- Work to be completed -
Everything from the line with "Mark one point" down to the last line of the material below must be written out exactly. Leave out all other lines.

####

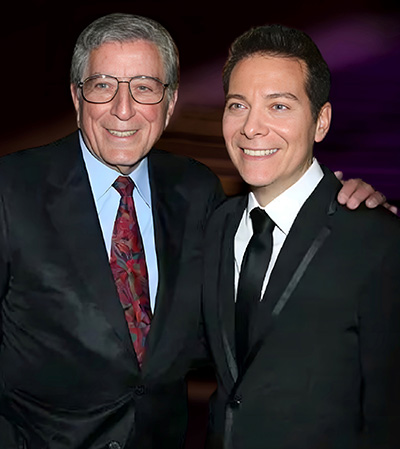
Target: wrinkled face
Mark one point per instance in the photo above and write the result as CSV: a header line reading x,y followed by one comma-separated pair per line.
x,y
267,125
121,133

####

- Solution for this exercise -
Mark one point per instance in the photo above and write the result as CSV: a header line reading x,y followed by one comma-separated pair per line.
x,y
267,125
121,133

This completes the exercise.